● About this task
Exactly and only the lines from the line holding "Would you mind annotating the wrinkled" to the end of the records should be reproduced. Leave pictures out.

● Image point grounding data
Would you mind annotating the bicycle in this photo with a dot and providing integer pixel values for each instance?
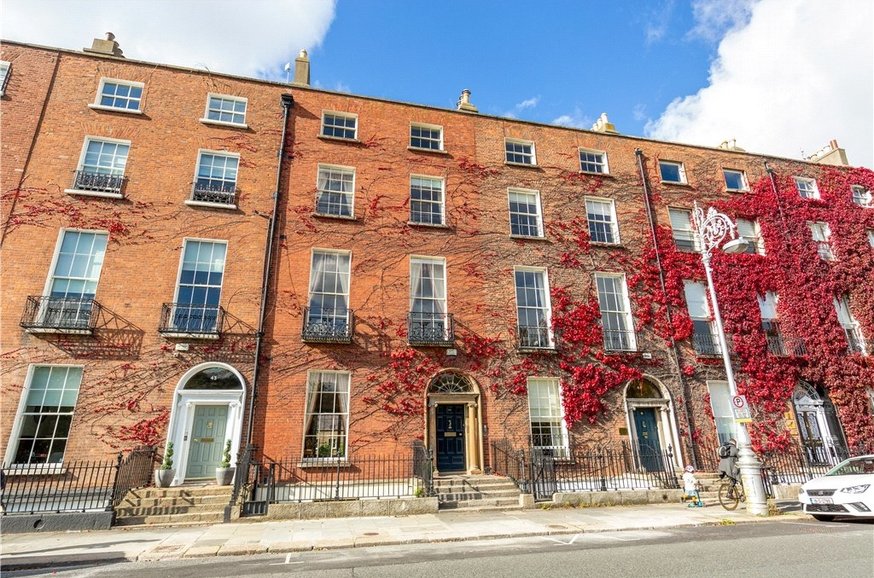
(731, 493)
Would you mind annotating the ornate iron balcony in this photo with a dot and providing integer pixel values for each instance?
(191, 320)
(215, 192)
(98, 182)
(327, 325)
(434, 329)
(47, 314)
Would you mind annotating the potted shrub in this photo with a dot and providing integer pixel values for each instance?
(224, 474)
(165, 474)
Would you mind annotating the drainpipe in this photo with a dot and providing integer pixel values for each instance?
(674, 348)
(287, 104)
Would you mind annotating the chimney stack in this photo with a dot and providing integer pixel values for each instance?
(302, 69)
(106, 46)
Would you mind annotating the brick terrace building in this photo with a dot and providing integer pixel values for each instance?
(438, 275)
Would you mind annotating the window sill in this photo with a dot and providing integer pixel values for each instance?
(223, 123)
(102, 194)
(93, 106)
(231, 207)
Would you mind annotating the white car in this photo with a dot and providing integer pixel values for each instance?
(846, 490)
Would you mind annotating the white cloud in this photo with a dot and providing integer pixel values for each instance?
(252, 38)
(796, 76)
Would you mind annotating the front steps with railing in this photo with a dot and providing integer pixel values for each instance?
(476, 492)
(177, 506)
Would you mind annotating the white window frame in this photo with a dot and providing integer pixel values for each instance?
(531, 155)
(15, 433)
(744, 185)
(862, 197)
(129, 83)
(613, 223)
(554, 416)
(338, 114)
(806, 187)
(340, 456)
(441, 203)
(431, 127)
(343, 171)
(681, 170)
(547, 308)
(538, 216)
(601, 166)
(622, 314)
(222, 98)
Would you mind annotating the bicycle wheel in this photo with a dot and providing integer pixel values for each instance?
(729, 496)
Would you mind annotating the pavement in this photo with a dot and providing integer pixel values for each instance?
(253, 537)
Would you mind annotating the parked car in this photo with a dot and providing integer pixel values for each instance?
(846, 490)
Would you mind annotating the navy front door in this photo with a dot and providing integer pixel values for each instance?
(648, 438)
(450, 438)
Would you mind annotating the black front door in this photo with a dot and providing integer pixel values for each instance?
(450, 438)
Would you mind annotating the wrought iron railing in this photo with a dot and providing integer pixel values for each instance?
(327, 325)
(436, 329)
(191, 319)
(98, 182)
(60, 314)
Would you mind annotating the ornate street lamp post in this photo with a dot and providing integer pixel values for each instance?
(711, 229)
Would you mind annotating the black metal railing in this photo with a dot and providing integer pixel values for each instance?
(435, 329)
(190, 319)
(98, 182)
(60, 314)
(327, 325)
(215, 192)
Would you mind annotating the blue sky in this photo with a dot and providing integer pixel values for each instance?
(783, 77)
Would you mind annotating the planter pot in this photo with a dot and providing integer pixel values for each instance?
(163, 478)
(224, 476)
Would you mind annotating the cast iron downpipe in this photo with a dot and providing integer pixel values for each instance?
(287, 104)
(675, 350)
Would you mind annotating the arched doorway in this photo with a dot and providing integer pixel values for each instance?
(453, 423)
(207, 411)
(651, 423)
(818, 426)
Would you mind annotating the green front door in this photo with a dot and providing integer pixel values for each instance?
(207, 440)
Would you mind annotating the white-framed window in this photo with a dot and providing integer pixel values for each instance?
(340, 125)
(326, 423)
(593, 162)
(862, 196)
(519, 152)
(225, 109)
(704, 338)
(118, 94)
(821, 234)
(720, 404)
(335, 194)
(426, 200)
(45, 413)
(196, 308)
(685, 238)
(428, 313)
(533, 308)
(852, 329)
(672, 172)
(5, 73)
(426, 136)
(735, 180)
(603, 226)
(752, 232)
(546, 414)
(615, 307)
(525, 218)
(806, 188)
(327, 313)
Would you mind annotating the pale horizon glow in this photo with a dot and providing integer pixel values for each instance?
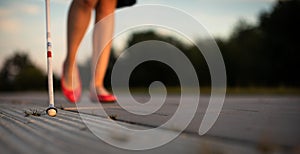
(22, 24)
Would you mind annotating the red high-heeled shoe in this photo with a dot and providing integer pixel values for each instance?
(110, 98)
(72, 95)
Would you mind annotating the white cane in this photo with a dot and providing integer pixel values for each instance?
(51, 110)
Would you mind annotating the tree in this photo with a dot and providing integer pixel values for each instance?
(19, 73)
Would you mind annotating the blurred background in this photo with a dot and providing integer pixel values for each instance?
(257, 38)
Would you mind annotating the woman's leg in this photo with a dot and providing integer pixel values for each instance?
(103, 33)
(78, 21)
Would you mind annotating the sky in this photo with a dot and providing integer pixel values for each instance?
(22, 23)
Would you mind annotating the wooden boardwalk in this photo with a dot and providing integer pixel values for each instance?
(247, 124)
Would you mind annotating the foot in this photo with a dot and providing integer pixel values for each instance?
(102, 95)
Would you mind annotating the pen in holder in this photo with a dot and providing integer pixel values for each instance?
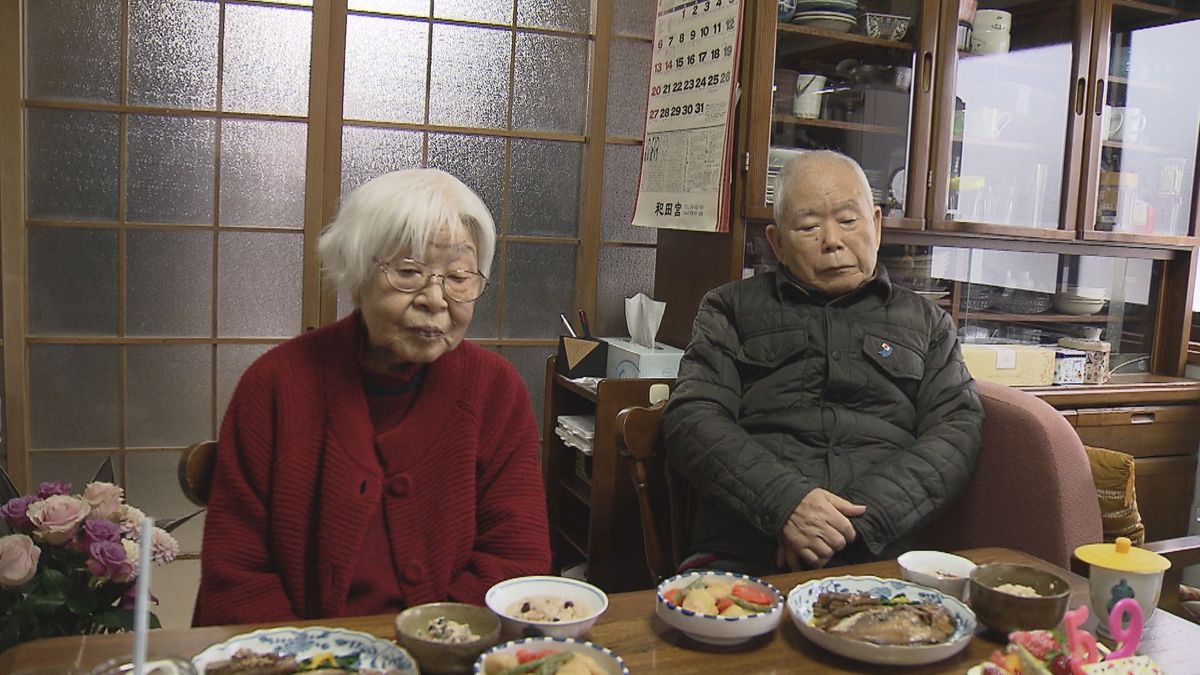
(581, 357)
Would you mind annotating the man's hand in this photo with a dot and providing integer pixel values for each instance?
(816, 530)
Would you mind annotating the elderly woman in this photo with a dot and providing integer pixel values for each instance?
(381, 461)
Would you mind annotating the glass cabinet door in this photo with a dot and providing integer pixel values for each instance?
(1144, 121)
(849, 76)
(1012, 102)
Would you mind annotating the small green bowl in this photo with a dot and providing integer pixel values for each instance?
(437, 657)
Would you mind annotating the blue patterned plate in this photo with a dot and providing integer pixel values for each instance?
(305, 643)
(802, 598)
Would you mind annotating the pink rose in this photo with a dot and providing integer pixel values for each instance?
(18, 560)
(57, 519)
(105, 500)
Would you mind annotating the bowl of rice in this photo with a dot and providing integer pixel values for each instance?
(546, 607)
(1018, 597)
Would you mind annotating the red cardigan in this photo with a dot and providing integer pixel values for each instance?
(297, 476)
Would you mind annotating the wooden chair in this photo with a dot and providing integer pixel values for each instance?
(196, 467)
(1032, 490)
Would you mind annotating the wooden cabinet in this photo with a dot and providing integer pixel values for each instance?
(591, 501)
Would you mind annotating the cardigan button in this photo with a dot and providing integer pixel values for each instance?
(414, 573)
(400, 485)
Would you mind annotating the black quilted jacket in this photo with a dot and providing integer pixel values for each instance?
(783, 390)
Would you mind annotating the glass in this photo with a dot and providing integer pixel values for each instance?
(267, 59)
(846, 84)
(549, 87)
(72, 281)
(1003, 297)
(72, 163)
(385, 65)
(1147, 131)
(469, 76)
(1012, 103)
(72, 390)
(173, 53)
(171, 173)
(409, 276)
(73, 49)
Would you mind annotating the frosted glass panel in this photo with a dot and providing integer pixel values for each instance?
(633, 17)
(412, 7)
(72, 162)
(624, 273)
(562, 15)
(483, 322)
(491, 12)
(469, 82)
(72, 281)
(531, 363)
(168, 395)
(171, 169)
(475, 160)
(621, 167)
(385, 64)
(168, 282)
(550, 83)
(173, 53)
(539, 285)
(258, 284)
(73, 49)
(267, 55)
(232, 362)
(154, 488)
(629, 65)
(72, 390)
(370, 151)
(544, 193)
(262, 173)
(76, 469)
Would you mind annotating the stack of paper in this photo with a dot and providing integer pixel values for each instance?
(577, 431)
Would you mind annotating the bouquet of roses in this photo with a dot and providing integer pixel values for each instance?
(69, 561)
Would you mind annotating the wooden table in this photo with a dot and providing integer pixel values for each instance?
(631, 629)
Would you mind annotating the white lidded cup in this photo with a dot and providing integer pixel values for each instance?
(809, 91)
(1121, 571)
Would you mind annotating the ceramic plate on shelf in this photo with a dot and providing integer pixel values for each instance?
(307, 643)
(803, 597)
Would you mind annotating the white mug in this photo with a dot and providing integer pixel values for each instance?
(994, 19)
(989, 41)
(808, 99)
(1123, 123)
(985, 123)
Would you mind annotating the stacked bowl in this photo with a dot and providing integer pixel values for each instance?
(839, 16)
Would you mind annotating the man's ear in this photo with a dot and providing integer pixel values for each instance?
(775, 238)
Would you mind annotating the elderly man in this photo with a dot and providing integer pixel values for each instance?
(821, 413)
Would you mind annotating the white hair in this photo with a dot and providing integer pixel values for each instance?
(803, 162)
(402, 211)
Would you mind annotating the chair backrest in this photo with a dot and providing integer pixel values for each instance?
(1032, 489)
(665, 501)
(196, 467)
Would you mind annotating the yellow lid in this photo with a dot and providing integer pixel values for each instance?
(1122, 556)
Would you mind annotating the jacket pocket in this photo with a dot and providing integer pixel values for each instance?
(895, 359)
(771, 350)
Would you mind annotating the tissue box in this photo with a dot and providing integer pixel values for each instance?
(1017, 365)
(628, 359)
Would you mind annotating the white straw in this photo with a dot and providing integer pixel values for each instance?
(142, 603)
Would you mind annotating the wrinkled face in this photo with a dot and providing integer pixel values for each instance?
(418, 327)
(831, 232)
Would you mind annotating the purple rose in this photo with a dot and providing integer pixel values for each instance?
(16, 512)
(108, 559)
(52, 488)
(96, 530)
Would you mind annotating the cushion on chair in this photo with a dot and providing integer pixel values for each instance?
(1114, 476)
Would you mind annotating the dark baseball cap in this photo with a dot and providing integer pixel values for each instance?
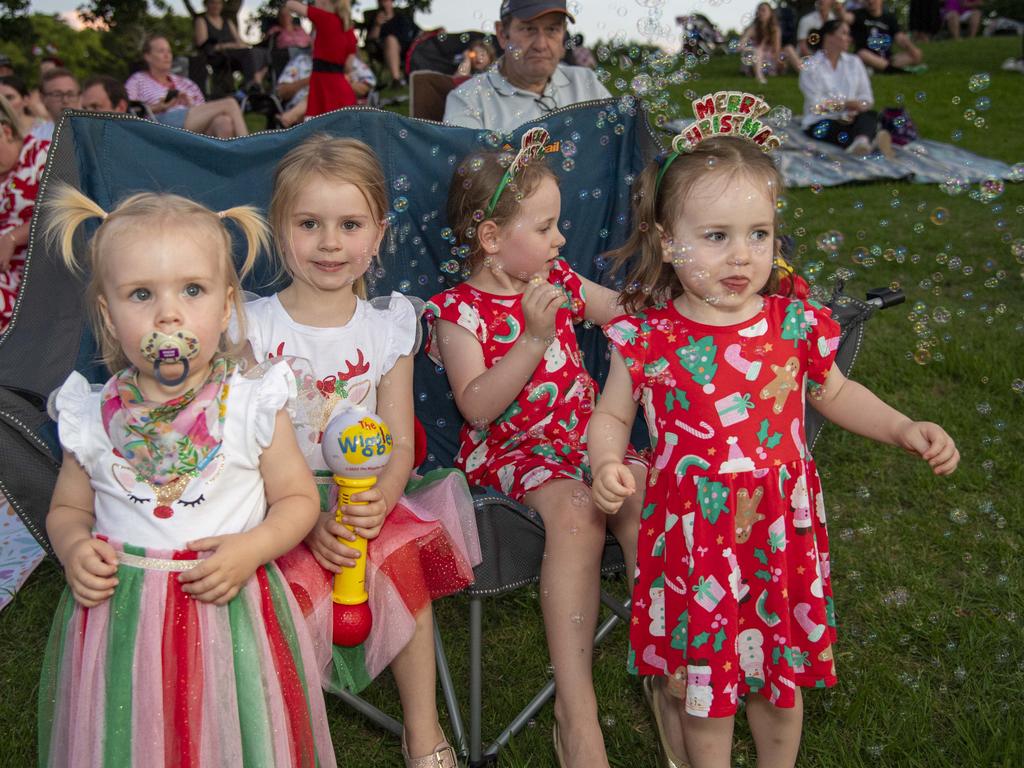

● Exercise answer
Would you mind annotating the wrinkled face in this photo with a dot and providing integer pixel values for each instance?
(418, 327)
(831, 232)
Would you mind annotating the purple rose in this photo with a dot and providing integer pixel values for each instance?
(16, 512)
(108, 559)
(52, 488)
(96, 530)
Would you mind annotating the cushion on chair in this photo with a dot and providing integer pixel values for each instance?
(1114, 476)
Would you mind annotating the dark baseball cap in this photo with a dot and providing integer pixel values for each instance?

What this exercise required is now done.